### Task objective:
Please transcribe the passage on pick-me people word for word, starting with "The Background of" and going on through "attention of men.".

In simple terms, a pick-me person is someone who wants nothing more than to be noticed or chosen above everyone else.
Essentially, they are seeking your approval, your interest, or your attention—often with the added implication that they are doing so somewhat insincerely, or ultimately to their own detriment, and to the detriment of other people like them. As anyone familiar with the term will know, though, there’s a little more to being a pick-me person that just acting in an attention-seeking way.
The Background of Pick-Me
Both online and offline in modern slang, the phrase pick-me is often associated with the so-called “pick-me girl” archetype—that is, a young woman who not only wants to attract attention ahead of her peers, but wants specifically to attract the romantic attention of men.
To do so, she is setting herself apart from other women by overtly shunning more stereotypically feminine things (regardless of whether she actually enjoys them or not) and embracing more traditionally masculine or boyish things instead, in the hopes that doing so will appeal more to the male gaze.

So a pick-me girl won’t be looking to get a boyfriend by sharing or talking about her and her friends’ love of romcoms, shopping, or dating shows; she’s looking to get a boyfriend by joining him and his friends for a couple of beers, a round of pool, or a night in playing video games, regardless of whether she really wants to.
In this sense, there’s a little extra nuance to the idea of a pick-me person: they’re not just looking for attention, but, whether consciously or subconsciously, they’re willing to embrace traits and behaviors that they might not even genuinely enjoy or support in order to get it.
This trope is said to have first emerged among the breezy yet stereotype-heavy romcoms of the early 2000s, when the handsome love interest might find his eye being caught by the quirky and unconventional girl who is very clearly not like all the others: she might like sports and guitars and grunge music, rather than makeup and sleepovers and all things pink.
But according to Merriam-Webster, it first truly caught on in popular culture thanks to a 2005 episode of Grey’s Anatomy in which the title character, Meredith Grey, pleads with her romantic interest to pick her over his ex-wife.

### Provided material:
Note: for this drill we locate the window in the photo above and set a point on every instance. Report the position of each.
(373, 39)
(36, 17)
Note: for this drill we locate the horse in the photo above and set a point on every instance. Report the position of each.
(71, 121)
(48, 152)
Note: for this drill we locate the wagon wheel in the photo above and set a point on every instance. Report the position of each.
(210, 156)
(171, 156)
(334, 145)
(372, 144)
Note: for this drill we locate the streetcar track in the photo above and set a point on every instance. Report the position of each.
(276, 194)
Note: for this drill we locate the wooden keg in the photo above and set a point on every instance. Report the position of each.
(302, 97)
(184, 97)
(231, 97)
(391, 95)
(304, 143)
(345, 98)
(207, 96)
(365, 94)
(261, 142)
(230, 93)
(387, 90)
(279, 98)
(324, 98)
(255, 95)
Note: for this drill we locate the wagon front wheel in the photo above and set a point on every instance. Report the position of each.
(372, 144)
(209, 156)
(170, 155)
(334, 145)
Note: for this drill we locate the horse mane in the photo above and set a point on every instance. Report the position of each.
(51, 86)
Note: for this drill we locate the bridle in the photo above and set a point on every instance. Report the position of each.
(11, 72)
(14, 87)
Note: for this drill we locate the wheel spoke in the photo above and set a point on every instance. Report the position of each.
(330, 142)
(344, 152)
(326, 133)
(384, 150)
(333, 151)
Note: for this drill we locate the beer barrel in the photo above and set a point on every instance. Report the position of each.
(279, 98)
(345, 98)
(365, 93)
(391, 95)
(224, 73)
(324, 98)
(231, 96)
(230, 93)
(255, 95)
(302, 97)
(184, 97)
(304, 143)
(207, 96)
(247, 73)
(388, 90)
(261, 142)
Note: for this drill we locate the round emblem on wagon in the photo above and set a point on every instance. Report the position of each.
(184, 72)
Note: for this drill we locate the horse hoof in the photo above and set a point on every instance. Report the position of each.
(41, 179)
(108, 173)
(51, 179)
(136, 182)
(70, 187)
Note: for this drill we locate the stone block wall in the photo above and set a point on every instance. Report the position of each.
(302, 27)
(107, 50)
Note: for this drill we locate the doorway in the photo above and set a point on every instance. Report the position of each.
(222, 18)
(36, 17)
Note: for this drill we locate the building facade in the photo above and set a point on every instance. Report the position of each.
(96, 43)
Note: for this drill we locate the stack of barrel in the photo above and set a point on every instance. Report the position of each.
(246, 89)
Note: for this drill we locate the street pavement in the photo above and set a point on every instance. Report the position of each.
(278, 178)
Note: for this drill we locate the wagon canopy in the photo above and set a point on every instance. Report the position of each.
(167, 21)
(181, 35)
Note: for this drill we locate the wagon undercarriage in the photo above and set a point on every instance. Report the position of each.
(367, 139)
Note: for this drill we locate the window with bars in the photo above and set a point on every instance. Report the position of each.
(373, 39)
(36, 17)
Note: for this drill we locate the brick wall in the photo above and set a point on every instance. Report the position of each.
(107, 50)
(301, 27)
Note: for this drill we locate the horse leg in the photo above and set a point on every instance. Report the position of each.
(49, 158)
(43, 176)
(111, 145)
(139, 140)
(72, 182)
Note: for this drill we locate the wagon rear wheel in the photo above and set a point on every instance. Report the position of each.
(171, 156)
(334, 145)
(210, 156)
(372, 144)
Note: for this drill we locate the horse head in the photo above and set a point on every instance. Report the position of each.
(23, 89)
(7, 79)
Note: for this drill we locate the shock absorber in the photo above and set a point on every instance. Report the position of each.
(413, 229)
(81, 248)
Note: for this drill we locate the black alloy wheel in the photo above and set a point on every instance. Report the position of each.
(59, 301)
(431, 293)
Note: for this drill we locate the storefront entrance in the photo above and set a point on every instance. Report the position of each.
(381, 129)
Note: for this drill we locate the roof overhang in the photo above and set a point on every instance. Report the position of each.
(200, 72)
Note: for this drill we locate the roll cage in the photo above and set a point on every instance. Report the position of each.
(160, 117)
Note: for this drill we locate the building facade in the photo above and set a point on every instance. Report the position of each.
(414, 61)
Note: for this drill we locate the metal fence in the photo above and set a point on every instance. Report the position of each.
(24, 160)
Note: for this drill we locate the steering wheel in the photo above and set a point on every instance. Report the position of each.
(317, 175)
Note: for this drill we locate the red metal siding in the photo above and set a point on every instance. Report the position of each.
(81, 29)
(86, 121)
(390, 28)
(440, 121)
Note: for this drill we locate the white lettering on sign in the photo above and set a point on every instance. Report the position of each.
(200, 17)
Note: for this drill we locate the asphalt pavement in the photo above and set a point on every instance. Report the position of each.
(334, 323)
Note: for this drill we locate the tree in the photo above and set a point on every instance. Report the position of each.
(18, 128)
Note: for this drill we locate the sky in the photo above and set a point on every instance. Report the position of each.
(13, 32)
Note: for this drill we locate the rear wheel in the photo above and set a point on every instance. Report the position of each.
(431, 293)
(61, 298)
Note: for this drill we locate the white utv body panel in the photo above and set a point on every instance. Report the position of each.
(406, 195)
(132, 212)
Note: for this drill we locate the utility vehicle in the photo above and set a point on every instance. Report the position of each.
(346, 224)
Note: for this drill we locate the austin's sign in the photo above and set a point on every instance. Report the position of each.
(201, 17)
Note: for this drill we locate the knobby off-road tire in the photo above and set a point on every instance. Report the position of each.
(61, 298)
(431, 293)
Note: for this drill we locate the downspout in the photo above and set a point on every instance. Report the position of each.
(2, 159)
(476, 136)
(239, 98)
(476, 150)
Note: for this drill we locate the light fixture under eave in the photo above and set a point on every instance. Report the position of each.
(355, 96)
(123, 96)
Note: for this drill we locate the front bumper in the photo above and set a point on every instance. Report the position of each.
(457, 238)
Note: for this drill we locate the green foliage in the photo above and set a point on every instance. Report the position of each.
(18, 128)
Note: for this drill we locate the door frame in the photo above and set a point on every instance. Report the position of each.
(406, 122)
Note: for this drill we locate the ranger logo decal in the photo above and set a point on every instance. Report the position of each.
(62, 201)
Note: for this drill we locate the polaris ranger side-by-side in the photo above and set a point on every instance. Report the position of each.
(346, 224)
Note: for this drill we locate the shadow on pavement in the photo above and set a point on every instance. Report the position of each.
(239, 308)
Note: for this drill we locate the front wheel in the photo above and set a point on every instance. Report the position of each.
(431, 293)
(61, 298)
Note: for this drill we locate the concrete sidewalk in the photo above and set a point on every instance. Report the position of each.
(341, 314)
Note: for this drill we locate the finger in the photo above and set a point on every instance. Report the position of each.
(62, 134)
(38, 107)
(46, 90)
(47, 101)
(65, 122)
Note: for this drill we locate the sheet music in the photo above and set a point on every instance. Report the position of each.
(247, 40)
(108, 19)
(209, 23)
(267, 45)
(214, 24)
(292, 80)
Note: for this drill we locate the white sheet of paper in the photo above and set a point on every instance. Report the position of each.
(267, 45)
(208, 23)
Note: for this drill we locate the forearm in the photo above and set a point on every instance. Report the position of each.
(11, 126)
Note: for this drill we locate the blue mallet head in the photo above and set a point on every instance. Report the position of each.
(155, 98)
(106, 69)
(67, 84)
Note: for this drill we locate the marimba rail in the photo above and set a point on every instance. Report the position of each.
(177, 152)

### Result of this exercise:
The Background of Pick-Me
Both online and offline in modern slang, the phrase pick-me is often associated with the so-called “pick-me girl” archetype—that is, a young woman who not only wants to attract attention ahead of her peers, but wants specifically to attract the romantic attention of men.